_STATED EXERCISE 1_: List every section number that follows the word "section" in the noncompete clause, in order of appearance.
_STATED EXERCISE 2_: Reproduce the noncompete clause between "(a) if the Employer" and "6 months from the date of termination of this Agreement.", inclusive, substituting "9 months" for "6 months".

_SELECTION_:
☆ ☆ ☆ ☆ ☆

The Executive hereby acknowledges and agrees that in order to protect the Employer’s interest in and to assure it the benefit of its business, it is reasonable and necessary to place certain restrictions on the Executive’s ability to compete against the Corporation and the Bank. For that purpose, and in consideration of the Employer’s agreements contained herein, the Executive covenants and agrees as provided below.

 

6.1 Covenant Not to Compete. The Executive will not “Compete” (as defined below), directly or indirectly, with the Employer within Beaufort County or within a twenty-five (25) mile radius of any full-service office of the Bank (the “Relevant Market”) as follows:

 

(a) if the Employer terminates the Executive’s employment without Cause or if the Executive terminates employment with Good Reason, in either case under section 3.4 of this Agreement, the Executive shall not “Compete” with the Employer within the Relevant Market for a period of 6 months from the date of termination of this Agreement.

 

(b) if the Executive terminates employment without Good Reason under section 3.3 of this Agreement, the Executive shall not “Compete” with the Employer within the Relevant Market for a period of 12 months from the date of termination of this Agreement.

 

(c) Notwithstanding any other provision contained herein, the Executive’s covenant not to Compete as set forth in this section 6.1 shall be null and void upon a “Change in Control” (as defined in section 5.2 hereof) that occurs while the Executive is employed by the Employer.

☆ ☆ ☆ ☆ ☆

_EXTRACTED MATERIAL_:
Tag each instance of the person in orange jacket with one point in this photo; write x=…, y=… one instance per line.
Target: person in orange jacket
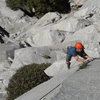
x=75, y=51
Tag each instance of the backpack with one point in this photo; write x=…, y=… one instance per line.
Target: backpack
x=70, y=50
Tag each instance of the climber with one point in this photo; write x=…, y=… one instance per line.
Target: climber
x=77, y=50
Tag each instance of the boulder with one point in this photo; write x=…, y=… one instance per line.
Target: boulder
x=26, y=56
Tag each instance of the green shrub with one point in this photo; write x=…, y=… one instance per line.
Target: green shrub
x=41, y=6
x=25, y=79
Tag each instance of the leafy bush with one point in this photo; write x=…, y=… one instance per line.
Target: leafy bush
x=41, y=6
x=25, y=79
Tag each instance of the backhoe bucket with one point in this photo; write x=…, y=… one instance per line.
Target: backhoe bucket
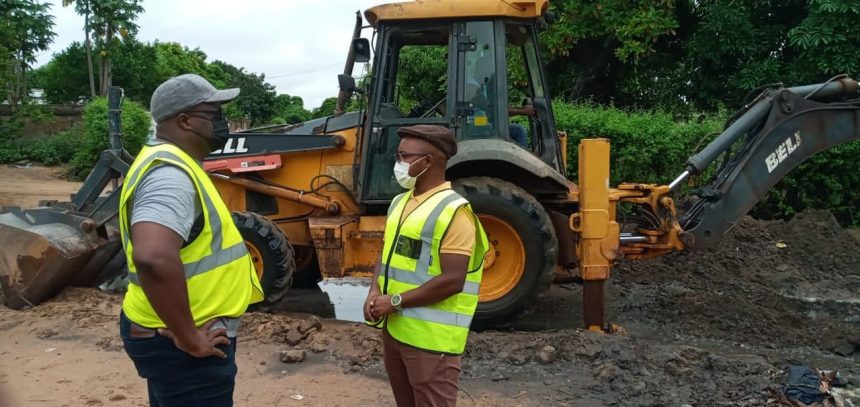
x=43, y=250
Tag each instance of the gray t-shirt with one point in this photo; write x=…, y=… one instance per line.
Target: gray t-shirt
x=166, y=196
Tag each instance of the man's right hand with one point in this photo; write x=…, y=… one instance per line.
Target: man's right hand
x=368, y=303
x=203, y=343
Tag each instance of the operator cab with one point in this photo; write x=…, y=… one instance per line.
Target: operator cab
x=491, y=63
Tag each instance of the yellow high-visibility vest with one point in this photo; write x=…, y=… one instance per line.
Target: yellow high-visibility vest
x=219, y=272
x=410, y=258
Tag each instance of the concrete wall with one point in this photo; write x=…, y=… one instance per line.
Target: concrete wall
x=64, y=118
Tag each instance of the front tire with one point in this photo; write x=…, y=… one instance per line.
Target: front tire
x=271, y=252
x=521, y=260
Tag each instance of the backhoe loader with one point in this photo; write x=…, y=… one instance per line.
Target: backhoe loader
x=312, y=198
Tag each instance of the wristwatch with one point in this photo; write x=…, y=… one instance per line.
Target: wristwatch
x=396, y=301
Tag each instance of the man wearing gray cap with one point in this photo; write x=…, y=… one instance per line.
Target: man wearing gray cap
x=190, y=275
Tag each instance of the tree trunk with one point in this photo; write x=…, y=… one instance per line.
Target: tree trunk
x=88, y=45
x=108, y=74
x=101, y=63
x=25, y=90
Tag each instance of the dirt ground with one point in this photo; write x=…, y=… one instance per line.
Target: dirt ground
x=25, y=187
x=704, y=329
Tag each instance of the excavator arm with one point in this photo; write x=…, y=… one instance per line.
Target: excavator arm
x=781, y=130
x=776, y=132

☆ ☆ ☆ ☆ ☆

_RIGHT ANSWER 1_: 3.4, 3.3, 6.1, 5.2

_RIGHT ANSWER 2_:
(a) if the Employer terminates the Executive’s employment without Cause or if the Executive terminates employment with Good Reason, in either case under section 3.4 of this Agreement, the Executive shall not “Compete” with the Employer within the Relevant Market for a period of 9 months from the date of termination of this Agreement.